**Your objective:** Arrange the stretch from the line containing "Can you see the hedge" through the end of the entries, both ends included, as a Markdown table with the columns Row and Line, numbering each line and omitting blank lines.

>> Start Task input

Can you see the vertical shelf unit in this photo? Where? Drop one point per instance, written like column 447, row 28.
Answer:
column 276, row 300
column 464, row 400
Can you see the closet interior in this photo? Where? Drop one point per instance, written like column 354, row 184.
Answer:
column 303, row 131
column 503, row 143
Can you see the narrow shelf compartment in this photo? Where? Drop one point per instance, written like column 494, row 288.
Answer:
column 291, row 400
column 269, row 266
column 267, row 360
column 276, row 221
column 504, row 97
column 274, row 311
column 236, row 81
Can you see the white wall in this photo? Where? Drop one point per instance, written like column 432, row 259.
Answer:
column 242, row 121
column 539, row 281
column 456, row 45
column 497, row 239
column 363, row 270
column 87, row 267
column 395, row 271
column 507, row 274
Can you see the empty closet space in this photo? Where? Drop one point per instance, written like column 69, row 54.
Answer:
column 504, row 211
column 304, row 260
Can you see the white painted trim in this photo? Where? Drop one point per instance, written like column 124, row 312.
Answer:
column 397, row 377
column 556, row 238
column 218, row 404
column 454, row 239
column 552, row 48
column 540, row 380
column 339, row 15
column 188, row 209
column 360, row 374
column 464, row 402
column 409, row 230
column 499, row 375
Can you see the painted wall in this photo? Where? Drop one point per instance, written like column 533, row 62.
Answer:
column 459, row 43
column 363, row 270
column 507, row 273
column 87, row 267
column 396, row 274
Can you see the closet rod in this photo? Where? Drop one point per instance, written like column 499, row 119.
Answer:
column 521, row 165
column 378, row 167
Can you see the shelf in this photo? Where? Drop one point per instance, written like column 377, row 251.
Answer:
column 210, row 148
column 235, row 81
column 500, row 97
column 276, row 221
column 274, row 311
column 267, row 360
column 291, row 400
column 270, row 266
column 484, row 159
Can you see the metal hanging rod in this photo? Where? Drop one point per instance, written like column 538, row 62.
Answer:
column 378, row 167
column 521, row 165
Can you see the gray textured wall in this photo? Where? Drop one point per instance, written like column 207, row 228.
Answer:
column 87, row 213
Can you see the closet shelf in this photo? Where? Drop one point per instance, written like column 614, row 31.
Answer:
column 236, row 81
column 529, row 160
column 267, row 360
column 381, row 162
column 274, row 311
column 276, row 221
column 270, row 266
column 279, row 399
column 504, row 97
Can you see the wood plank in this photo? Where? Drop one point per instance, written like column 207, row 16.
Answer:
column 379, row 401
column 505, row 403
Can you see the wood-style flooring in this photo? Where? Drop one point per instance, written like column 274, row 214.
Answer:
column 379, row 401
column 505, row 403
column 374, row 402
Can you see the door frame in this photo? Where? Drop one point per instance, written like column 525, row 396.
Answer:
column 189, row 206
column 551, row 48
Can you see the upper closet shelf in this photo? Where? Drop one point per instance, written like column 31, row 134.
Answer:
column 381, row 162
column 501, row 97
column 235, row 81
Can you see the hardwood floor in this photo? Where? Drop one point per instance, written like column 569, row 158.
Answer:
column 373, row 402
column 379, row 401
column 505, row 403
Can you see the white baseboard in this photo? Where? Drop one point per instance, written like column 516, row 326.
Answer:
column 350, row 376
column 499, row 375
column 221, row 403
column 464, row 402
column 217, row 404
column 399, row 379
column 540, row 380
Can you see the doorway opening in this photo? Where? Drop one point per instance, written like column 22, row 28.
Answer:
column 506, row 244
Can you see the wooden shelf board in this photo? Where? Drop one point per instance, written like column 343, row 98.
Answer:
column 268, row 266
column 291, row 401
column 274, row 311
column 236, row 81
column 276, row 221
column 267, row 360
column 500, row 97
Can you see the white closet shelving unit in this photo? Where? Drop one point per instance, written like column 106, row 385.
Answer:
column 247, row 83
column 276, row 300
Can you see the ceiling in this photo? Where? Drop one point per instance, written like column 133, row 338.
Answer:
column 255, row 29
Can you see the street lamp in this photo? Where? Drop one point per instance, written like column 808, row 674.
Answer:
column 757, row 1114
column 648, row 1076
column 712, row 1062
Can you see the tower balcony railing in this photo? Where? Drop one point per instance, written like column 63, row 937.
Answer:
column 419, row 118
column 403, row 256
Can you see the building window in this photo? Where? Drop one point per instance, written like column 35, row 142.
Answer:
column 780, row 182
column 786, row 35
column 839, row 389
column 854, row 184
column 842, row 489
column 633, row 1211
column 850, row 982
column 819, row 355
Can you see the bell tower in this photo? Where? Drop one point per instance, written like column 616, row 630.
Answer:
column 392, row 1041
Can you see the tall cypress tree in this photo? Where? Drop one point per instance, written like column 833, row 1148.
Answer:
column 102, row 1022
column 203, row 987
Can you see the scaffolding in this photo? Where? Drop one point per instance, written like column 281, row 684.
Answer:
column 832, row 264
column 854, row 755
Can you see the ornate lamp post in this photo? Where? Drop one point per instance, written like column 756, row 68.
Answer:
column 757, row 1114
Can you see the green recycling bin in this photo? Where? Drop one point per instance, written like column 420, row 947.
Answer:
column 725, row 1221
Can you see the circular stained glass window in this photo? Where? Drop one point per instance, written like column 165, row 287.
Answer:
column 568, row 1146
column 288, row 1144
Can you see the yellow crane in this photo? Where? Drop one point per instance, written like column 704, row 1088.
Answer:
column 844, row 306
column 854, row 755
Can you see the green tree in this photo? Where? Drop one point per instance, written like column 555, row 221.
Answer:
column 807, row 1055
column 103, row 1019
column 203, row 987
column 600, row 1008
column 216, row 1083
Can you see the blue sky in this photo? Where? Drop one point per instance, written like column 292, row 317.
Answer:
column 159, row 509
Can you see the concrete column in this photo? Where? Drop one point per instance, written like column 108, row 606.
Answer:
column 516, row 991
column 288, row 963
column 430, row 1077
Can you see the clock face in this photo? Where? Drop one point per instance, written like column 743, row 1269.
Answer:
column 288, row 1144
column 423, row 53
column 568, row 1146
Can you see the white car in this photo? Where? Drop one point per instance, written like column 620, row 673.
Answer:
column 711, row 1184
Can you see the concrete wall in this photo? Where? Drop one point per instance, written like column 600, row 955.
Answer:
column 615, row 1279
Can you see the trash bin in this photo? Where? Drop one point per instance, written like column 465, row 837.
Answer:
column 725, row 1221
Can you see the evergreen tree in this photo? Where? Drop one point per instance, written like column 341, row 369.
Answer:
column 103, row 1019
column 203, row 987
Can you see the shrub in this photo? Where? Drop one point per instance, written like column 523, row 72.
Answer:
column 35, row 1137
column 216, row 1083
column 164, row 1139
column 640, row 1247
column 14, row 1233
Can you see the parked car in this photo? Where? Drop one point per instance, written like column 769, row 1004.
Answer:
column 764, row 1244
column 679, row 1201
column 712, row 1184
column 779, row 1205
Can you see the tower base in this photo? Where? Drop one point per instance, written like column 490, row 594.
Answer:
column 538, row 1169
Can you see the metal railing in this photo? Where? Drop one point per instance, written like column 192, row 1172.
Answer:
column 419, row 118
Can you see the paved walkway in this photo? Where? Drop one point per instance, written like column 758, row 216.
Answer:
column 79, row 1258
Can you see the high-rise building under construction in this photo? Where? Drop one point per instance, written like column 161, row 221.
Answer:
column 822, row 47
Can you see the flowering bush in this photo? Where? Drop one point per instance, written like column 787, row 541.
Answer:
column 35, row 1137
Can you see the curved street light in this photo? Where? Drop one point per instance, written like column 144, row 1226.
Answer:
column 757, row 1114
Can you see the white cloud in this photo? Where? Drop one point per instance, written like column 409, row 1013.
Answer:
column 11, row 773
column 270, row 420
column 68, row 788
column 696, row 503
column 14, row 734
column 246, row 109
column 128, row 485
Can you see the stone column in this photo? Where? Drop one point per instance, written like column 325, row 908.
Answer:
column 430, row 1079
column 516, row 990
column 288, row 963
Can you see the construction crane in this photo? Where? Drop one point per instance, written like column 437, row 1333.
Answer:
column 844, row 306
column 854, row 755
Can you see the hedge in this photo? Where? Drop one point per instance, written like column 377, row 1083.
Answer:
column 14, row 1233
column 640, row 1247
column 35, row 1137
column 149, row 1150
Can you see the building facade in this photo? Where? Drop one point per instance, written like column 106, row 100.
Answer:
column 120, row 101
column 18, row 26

>> End Task input

**Expected output:**
| Row | Line |
|---|---|
| 1 | Can you see the hedge in this photo? Where? Drop one point per instance, written like column 377, row 1083. |
| 2 | Answer: |
| 3 | column 14, row 1233 |
| 4 | column 640, row 1247 |
| 5 | column 35, row 1137 |
| 6 | column 149, row 1150 |
| 7 | Can you see the building facade in this photo? Where? Drop one point per instance, written like column 106, row 100. |
| 8 | Answer: |
| 9 | column 120, row 101 |
| 10 | column 18, row 26 |